─── Source
Confirming One’s Calling and Election

2 Peter 1:5-7 5 For this very reason, make every effort to add to your faith goodness; and to goodness, knowledge; 6 and to knowledge, self-control; and to self-control, perseverance; and to perseverance, godliness; 7 and to godliness, mutual affection; and to mutual affection, love. 8 For if you possess these qualities in increasing measure, they will keep you from being ineffective and unproductive in your knowledge of our Lord Jesus Christ.

Friday, September 23, 2022

Psalm 9, Bible Reading and Daily Devotionals

Max Lucado Daily: ADOPTED BY GOD - September 23, 2022
“You can tell for sure that you are now fully adopted as his own children because God sent the Spirit of his Son into our lives crying out, ‘Papa! Father!'” (Galatians 4:6-7 MSG).
The natural attitude of people toward God is not like this. We do not really trust him, love him, or pursue him. But upon conversion, a supernatural change occurs. Our affection toward God begins to warm, and we turn to him. The Spirit convinces your spirit of this truth: your destiny is in the hands of a loving Father. He is a good father, who has recorded your name in the Book of Life with the blood of the Lamb. And the Spirit of God is urging you to listen as he affirms in your spirit that you are a child of God. You have been adopted into the family.

Psalm 9
I’m thanking you, God, from a full heart,
    I’m writing the book on your wonders.
I’m whistling, laughing, and jumping for joy;
    I’m singing your song, High God.
3-4 The day my enemies turned tail and ran,
    they stumbled on you and fell on their faces.
You took over and set everything right;
    when I needed you, you were there, taking charge.
5-6 You blow the whistle on godless nations;
    you throw dirty players out of the game,
    wipe their names right off the roster.
Enemies disappear from the sidelines,
    their reputation trashed,
    their names erased from the halls of fame.
7-8 God holds the high center,
    he sees and sets the world’s mess right.
He decides what is right for us earthlings,
    gives people their just deserts.
9-10 God’s a safe-house for the battered,
    a sanctuary during bad times.
The moment you arrive, you relax;
    you’re never sorry you knocked.
11-12 Sing your songs to Zion-dwelling God,
    tell his stories to everyone you meet:
How he tracks down killers
    yet keeps his eye on us,
    registers every whimper and moan.
13-14 Be kind to me, God;
    I’ve been kicked around long enough.
Once you’ve pulled me back
    from the gates of death,
I’ll write the book on Hallelujahs;
    on the corner of Main and First
    I’ll hold a street meeting;
I’ll be the song leader; we’ll fill the air
    with salvation songs.
15-16 They’re trapped, those godless countries,
    in the very snares they set,
Their feet all tangled
    in the net they spread.
They have no excuse;
    the way God works is well-known.
The shrewd machinery made by the wicked
    has maimed their own hands.
──────
## Required tasks
1) Recast the entries in the stretch from the line containing "Return one point per instance of the grey" through the line containing "[(228, 39), (339, 60), (325, 294), (393, 146)]" as a two-column CSV headed instruction and answer, with one row per instruction and its answer. Put each value in a quoted field and turn any line breaks into spaces.
2) Write the next lines of the Psalm 9 devotional page, picking up after its final line.
─── Task data
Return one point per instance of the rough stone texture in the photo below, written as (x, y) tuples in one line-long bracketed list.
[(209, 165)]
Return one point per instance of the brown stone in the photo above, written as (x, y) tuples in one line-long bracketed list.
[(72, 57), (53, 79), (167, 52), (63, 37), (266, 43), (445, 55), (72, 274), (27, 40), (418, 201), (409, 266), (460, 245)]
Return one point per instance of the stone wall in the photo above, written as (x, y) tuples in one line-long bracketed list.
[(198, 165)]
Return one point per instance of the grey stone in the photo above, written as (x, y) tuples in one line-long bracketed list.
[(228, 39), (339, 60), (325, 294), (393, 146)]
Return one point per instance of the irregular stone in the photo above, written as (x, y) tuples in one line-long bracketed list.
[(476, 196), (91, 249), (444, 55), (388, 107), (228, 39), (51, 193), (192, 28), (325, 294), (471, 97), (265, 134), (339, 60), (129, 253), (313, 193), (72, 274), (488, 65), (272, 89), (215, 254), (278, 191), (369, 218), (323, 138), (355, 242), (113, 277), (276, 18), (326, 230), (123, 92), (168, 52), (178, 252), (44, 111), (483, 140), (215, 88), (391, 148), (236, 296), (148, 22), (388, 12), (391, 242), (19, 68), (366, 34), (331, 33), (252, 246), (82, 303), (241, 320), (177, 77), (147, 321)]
──────
## Expected results
1)
instruction,answer
"Return one point per instance of the grey stone in the photo above, written as (x, y) tuples in one line-long bracketed list.","[(228, 39), (339, 60), (325, 294), (393, 146)]"

2)
17-20 The wicked bought a one-way
    ticket to hell.
No longer will the poor be nameless—
    no more humiliation for the humble.
Up, God! Aren’t you fed up with their empty strutting?
    Expose these grand pretensions!
Shake them up, God!
    Show them how silly they look.

Our Daily Bread reading and devotion
Friday, September 23, 2022
Today's Scripture
Matthew 6:9–13
With a God like this loving you, you can pray very simply. Like this:
Our Father in heaven,
Reveal who you are.
Set the world right;
Do what’s best—
as above, so below.
Keep us alive with three square meals.
Keep us forgiven with you and forgiving others.
Keep us safe from ourselves and the Devil.
You’re in charge!
You can do anything you want!
You’re ablaze in beauty!
Yes. Yes. Yes.
Insight
In Matthew’s gospel, the Lord’s Prayer is a key part of Jesus’ Sermon on the Mount. Jesus’ teaching on prayer particularly challenged the religiosity of the day because He indicted both the hypocritical religious leaders who used their worship of God as a means of drawing attention to themselves (6:5) and the pagans who used their prayers as a means of binding their gods with “babbling” incantations or heaped up words (v. 7).
Jesus offered instead an alternative that’s both intimate and submissive. The Lord’s Prayer is a quiet and private conversation between the one praying and God Himself. It doesn’t seek to toss a bridle around the Creator of the universe but positions the one praying in trusting submission to the compassionate Father. Prayer in Jesus’ teaching is an expression of trust, devoid of pride and pretense.
By: Jed Ostoich
The Story Isn’t Over
Your kingdom come, your will be done, on earth as it is in heaven. Matthew 6:10
When British drama Line of Duty concluded, record numbers watched to see how its fight against organized crime would end. But many viewers were left disappointed when the finale implied that evil would ultimately win. “I wanted the bad guys brought to justice,” one fan said. “We needed that moral ending.”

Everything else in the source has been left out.